BRIEF - Please turn the lines of each entry below into a numbered list, leaving out any blank lines.

DATASET EXCERPTS -
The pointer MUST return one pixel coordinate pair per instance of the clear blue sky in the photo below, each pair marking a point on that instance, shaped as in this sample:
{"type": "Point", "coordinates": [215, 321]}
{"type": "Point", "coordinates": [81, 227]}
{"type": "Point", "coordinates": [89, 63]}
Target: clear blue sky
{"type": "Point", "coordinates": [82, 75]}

ANSWER -
1. The pointer MUST return one pixel coordinate pair per instance of the clear blue sky in the photo below, each pair marking a point on that instance, shaped as in this sample:
2. {"type": "Point", "coordinates": [215, 321]}
3. {"type": "Point", "coordinates": [81, 227]}
4. {"type": "Point", "coordinates": [89, 63]}
5. Target: clear blue sky
6. {"type": "Point", "coordinates": [82, 75]}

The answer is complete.